▶ _REQUIREMENT_: Count the lines in the records below that contain the word "window", and reply with that number alone.

▶ _DATA FOR THIS TASK_:
* START *
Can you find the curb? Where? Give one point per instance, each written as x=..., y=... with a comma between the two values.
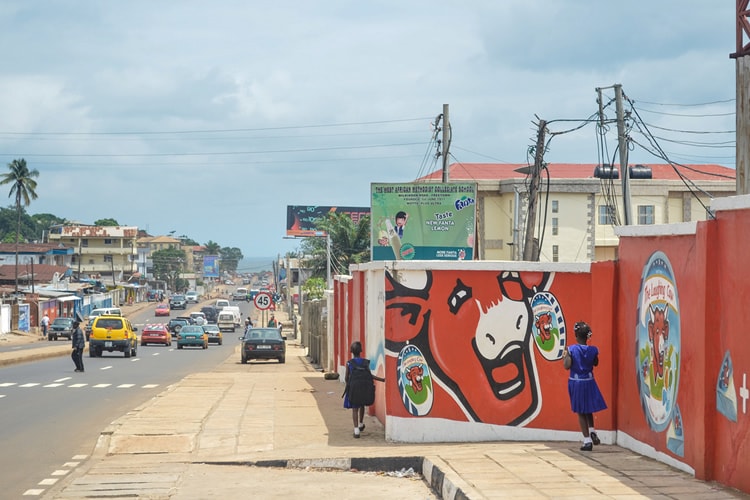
* END *
* START *
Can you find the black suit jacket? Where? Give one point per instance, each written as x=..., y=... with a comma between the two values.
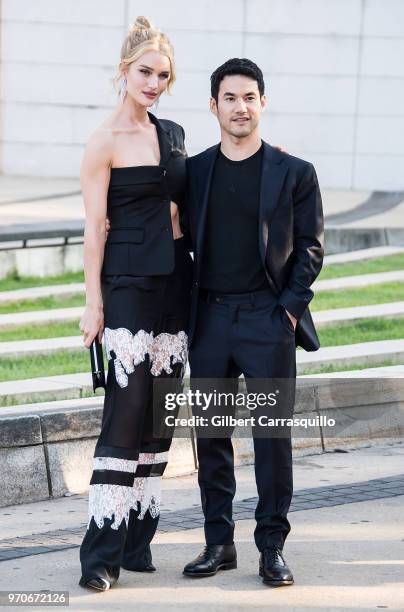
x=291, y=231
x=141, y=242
* END *
* START *
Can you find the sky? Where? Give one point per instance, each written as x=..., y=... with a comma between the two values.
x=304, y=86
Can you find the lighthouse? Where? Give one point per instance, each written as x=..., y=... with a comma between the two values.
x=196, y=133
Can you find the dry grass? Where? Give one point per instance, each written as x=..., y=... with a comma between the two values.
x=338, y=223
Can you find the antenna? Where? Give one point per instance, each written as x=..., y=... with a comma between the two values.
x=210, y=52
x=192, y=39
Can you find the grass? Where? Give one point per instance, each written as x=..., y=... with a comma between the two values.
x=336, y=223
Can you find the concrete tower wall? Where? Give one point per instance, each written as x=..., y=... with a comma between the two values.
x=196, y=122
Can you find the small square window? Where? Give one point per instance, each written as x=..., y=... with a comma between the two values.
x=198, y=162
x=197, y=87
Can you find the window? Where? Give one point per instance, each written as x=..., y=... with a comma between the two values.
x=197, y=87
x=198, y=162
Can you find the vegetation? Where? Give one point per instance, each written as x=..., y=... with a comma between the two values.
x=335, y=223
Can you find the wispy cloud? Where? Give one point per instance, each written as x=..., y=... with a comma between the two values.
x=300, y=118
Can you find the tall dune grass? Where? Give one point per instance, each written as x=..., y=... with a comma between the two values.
* END *
▶ _COMPLETE RESPONSE_: 2